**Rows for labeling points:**

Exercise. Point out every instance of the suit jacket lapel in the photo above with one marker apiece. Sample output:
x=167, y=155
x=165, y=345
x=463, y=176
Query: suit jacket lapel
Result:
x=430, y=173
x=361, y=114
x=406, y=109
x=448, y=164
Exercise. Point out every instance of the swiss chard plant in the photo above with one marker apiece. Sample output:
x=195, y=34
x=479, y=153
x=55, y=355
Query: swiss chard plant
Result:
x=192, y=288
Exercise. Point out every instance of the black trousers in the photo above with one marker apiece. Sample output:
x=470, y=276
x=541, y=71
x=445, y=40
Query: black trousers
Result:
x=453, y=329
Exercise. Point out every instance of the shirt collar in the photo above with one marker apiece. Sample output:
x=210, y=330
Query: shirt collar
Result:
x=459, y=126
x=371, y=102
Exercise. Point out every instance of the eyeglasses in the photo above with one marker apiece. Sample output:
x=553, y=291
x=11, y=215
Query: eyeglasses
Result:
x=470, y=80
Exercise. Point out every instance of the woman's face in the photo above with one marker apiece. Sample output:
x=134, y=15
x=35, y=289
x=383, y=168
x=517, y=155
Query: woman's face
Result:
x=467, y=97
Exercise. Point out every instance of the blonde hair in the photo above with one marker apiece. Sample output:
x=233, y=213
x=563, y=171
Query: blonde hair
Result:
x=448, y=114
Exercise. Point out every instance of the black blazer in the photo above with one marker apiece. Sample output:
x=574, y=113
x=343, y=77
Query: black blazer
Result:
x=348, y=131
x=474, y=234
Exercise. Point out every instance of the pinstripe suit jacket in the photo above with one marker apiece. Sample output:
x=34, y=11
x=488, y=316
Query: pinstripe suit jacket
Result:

==

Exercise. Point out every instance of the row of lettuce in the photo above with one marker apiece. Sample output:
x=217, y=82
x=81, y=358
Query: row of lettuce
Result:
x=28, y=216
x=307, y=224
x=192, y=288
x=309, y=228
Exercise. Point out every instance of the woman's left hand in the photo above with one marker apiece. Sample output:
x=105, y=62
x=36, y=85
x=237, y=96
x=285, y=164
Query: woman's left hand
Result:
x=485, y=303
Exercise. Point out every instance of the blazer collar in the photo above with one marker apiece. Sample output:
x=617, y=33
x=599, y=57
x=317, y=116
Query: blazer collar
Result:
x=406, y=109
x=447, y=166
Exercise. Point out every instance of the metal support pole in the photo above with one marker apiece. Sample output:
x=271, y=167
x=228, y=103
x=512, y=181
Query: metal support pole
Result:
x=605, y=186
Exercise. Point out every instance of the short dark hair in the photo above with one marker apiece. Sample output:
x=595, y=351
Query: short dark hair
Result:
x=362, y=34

**The problem:** Pull out the lines from the one containing "Exercise. Point out every instance of the metal" through the one containing "x=362, y=34", both included, and repeat them without any change.

**Exercise response:**
Exercise. Point out every instance of the metal support pole in the photo above with one marker apiece. Sample output:
x=271, y=167
x=228, y=103
x=512, y=181
Query: metal support pole
Result:
x=605, y=186
Exercise. Point out every instance of the short dark hair in the photo above with one marker apiece. Sample output:
x=595, y=351
Query: short dark hair
Result:
x=362, y=34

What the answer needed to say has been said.